Dataset records:
__________

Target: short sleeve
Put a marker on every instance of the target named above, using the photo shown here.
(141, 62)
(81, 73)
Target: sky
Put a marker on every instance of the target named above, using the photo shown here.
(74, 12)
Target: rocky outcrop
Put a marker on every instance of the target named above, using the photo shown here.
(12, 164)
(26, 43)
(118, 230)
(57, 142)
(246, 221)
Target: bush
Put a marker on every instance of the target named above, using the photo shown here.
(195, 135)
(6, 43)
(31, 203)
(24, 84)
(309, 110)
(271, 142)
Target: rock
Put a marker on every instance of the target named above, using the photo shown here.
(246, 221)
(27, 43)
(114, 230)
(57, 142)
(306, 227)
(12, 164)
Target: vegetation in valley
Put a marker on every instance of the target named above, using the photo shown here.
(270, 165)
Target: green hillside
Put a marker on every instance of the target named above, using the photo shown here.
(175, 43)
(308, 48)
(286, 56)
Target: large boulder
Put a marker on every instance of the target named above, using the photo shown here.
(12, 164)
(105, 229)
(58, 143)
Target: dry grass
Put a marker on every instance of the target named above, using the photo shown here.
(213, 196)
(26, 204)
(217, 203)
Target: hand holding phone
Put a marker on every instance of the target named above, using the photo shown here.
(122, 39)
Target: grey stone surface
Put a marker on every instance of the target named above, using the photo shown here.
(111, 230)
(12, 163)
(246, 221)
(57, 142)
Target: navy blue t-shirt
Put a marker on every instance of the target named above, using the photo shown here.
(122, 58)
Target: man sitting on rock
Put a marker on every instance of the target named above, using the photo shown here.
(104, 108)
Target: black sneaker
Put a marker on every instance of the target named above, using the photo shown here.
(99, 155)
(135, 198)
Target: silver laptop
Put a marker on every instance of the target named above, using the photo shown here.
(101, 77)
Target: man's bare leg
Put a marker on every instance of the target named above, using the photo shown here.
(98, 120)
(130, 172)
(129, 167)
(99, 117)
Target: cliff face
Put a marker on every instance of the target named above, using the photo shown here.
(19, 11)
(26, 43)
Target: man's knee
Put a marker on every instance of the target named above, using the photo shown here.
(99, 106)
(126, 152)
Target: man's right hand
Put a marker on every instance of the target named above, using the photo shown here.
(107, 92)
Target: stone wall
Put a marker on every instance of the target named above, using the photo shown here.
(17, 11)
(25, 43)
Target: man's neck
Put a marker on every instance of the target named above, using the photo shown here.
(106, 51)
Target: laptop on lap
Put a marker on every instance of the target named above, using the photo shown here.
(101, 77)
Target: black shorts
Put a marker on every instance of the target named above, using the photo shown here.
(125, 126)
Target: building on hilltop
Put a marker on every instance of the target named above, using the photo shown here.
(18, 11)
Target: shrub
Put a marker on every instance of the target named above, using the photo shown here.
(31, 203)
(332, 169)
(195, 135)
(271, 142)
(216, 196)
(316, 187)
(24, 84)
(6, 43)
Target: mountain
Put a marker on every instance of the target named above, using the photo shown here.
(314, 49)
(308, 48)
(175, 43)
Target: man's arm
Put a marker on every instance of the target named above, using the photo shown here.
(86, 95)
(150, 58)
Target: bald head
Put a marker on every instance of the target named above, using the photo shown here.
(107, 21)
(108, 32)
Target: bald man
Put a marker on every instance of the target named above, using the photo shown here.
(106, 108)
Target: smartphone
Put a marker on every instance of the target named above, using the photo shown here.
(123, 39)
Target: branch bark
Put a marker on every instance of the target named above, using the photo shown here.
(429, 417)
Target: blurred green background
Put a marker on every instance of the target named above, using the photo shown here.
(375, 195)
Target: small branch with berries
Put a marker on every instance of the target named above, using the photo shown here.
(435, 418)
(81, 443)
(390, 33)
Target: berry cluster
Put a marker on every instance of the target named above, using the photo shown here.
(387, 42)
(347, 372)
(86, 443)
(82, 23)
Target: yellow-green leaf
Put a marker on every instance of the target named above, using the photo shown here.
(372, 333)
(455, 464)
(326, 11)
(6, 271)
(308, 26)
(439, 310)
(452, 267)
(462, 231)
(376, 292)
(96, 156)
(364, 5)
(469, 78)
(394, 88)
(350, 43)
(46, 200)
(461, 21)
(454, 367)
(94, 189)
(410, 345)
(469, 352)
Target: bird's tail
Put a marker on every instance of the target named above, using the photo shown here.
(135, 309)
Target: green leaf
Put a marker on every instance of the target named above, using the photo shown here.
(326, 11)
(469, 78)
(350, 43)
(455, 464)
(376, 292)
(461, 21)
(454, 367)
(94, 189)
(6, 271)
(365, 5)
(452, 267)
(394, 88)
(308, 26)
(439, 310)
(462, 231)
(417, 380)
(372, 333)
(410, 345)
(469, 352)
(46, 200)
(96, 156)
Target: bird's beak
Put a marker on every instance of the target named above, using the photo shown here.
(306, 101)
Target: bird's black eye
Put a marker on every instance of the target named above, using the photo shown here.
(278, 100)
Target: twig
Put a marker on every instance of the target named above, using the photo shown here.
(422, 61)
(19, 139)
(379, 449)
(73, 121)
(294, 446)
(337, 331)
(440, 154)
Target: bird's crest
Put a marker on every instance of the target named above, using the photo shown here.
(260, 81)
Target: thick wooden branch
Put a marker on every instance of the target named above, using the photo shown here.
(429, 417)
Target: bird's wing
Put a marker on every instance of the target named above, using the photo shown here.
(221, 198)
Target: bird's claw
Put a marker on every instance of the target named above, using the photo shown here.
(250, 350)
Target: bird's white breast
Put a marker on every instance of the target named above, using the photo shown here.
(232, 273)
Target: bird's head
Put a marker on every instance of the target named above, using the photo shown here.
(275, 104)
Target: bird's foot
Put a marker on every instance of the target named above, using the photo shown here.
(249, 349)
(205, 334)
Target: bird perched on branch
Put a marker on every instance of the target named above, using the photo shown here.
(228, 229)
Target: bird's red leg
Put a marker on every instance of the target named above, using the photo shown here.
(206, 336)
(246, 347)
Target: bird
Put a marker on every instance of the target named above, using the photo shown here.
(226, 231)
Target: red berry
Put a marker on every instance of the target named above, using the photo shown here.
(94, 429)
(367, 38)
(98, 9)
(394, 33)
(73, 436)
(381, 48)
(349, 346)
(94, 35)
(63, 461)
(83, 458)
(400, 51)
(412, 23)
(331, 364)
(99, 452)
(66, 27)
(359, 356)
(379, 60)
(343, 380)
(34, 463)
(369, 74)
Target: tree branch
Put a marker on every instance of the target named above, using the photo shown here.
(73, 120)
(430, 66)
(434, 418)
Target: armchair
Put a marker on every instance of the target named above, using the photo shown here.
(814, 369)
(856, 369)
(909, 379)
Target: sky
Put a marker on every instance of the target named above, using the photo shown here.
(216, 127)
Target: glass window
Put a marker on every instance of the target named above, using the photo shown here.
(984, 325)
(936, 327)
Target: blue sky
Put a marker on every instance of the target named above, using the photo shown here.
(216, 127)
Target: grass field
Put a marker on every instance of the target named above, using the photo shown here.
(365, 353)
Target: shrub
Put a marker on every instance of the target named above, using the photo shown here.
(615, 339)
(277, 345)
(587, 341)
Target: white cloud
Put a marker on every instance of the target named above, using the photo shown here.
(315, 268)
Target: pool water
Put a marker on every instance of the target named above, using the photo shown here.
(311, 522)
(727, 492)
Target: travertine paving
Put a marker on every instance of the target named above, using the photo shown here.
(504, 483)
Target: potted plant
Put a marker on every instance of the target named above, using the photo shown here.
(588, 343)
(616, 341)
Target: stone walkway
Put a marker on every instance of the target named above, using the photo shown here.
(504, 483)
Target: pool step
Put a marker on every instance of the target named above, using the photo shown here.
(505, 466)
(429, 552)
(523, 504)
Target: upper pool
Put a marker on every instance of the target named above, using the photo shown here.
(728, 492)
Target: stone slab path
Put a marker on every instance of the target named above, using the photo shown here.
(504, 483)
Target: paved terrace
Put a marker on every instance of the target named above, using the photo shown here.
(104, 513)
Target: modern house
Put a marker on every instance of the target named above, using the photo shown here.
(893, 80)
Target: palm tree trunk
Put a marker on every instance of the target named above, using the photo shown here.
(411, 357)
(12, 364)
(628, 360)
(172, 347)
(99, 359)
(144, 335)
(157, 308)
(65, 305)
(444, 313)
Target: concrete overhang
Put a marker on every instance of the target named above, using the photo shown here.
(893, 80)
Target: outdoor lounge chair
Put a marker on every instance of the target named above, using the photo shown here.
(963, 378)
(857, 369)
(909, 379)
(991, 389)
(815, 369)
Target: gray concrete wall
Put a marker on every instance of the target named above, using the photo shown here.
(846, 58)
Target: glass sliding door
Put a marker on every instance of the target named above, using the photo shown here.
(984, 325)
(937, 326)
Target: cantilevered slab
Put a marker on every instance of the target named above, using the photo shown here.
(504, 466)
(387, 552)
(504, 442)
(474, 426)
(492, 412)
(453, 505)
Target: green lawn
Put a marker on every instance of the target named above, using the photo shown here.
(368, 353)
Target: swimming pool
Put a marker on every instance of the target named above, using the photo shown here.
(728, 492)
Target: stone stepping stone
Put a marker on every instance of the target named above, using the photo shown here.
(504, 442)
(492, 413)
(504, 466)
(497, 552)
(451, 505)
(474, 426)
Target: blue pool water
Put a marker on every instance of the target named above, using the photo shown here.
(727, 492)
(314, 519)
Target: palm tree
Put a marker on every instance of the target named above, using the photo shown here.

__________

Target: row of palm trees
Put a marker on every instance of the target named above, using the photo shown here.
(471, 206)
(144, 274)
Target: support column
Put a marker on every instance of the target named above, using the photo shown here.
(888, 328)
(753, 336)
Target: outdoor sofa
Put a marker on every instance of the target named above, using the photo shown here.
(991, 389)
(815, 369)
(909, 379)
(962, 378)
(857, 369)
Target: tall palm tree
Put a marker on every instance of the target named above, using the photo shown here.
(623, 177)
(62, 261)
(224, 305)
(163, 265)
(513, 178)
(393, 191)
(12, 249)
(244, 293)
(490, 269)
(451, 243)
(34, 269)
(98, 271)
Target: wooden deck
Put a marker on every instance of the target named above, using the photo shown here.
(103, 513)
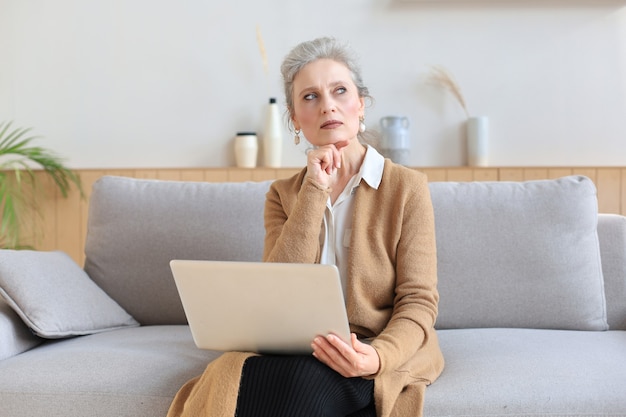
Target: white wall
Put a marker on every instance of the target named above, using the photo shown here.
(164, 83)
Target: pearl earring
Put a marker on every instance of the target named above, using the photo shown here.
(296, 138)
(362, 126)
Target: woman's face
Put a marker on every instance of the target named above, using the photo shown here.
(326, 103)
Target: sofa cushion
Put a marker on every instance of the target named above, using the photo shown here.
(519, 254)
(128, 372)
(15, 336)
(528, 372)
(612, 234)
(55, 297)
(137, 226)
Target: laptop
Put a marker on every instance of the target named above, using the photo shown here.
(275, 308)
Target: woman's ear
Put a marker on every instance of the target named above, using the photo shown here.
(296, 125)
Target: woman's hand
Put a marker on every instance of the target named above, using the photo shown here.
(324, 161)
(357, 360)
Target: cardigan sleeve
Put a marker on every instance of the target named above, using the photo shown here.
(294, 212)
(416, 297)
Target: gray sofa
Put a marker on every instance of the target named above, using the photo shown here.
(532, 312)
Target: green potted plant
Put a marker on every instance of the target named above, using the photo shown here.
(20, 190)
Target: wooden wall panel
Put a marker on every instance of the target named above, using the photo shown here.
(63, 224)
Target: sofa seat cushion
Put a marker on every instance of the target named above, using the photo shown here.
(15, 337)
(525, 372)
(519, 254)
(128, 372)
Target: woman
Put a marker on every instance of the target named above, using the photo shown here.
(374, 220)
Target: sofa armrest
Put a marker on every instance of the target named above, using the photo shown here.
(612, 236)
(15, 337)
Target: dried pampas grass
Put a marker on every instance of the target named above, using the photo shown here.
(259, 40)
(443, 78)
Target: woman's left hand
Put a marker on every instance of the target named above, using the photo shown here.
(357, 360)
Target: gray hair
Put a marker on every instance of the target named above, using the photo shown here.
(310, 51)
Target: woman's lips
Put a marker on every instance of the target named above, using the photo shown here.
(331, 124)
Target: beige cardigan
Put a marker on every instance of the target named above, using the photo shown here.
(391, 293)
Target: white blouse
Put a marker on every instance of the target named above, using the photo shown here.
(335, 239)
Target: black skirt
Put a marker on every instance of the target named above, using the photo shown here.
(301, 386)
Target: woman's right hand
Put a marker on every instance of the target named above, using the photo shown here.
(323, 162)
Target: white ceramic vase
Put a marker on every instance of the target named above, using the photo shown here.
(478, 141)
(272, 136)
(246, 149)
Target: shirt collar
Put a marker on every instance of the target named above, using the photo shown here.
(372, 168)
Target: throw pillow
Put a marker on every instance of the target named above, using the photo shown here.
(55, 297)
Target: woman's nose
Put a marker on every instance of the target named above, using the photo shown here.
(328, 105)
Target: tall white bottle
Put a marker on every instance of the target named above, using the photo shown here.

__________

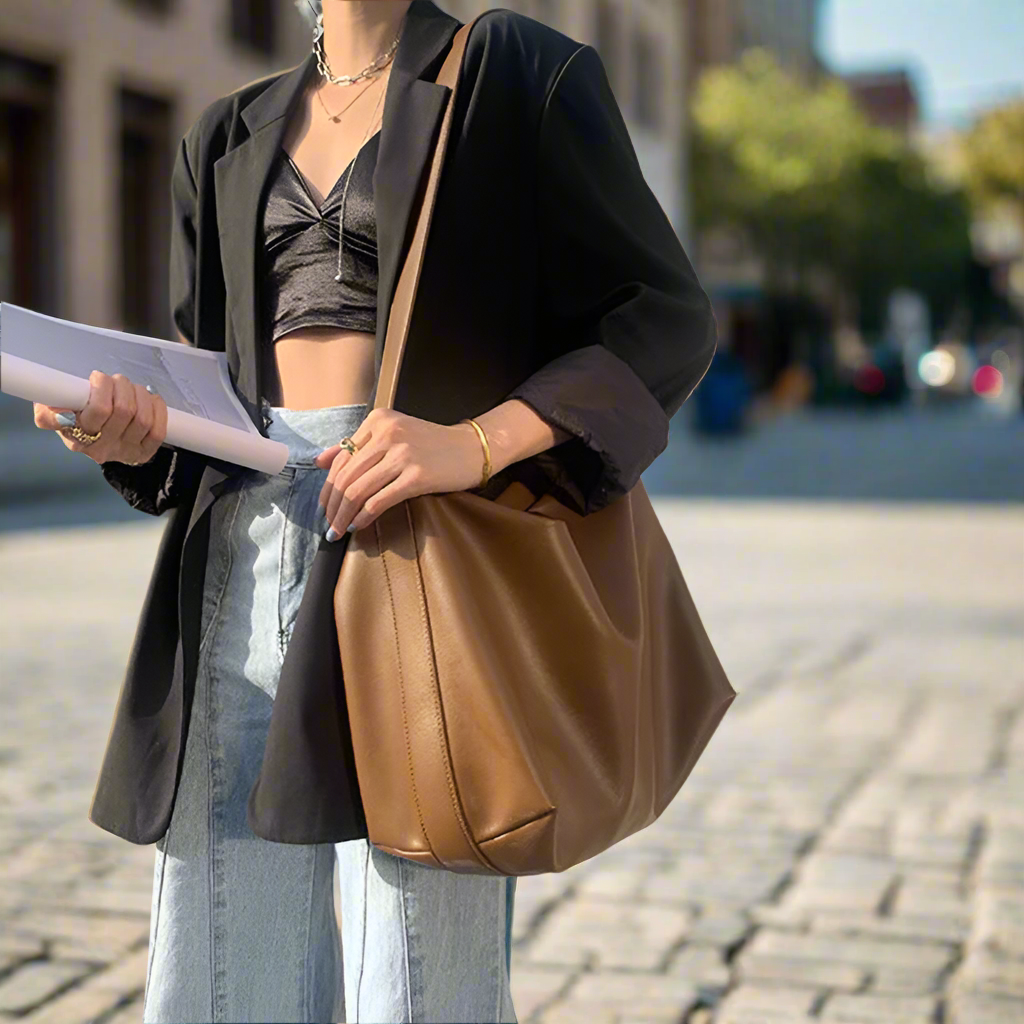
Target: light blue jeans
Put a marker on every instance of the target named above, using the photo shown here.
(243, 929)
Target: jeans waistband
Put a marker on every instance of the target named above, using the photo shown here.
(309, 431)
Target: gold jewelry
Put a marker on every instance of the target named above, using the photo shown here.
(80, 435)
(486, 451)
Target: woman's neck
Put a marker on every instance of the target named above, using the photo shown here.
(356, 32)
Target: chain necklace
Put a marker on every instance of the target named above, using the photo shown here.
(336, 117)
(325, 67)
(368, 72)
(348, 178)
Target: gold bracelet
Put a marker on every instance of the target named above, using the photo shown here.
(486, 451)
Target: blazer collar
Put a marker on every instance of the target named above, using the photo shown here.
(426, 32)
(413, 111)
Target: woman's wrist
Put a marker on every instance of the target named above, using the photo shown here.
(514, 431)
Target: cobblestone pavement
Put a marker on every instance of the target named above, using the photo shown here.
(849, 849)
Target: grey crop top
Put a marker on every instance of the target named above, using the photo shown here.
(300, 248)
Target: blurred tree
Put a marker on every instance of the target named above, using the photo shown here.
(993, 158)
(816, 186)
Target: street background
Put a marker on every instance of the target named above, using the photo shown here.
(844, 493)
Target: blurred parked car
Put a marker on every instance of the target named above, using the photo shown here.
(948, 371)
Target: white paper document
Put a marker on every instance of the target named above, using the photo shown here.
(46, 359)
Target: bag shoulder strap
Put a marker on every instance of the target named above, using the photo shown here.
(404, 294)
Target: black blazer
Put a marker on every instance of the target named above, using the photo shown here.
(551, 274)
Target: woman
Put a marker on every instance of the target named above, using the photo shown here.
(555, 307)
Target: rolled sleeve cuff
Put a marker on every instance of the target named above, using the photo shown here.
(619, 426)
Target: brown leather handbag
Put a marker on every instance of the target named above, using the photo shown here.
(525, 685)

__________

#### Problem:
Find the word "right" in the entries and show each line where it is found.

#### Answer space:
Target: man's right hand
Target: woman's right hand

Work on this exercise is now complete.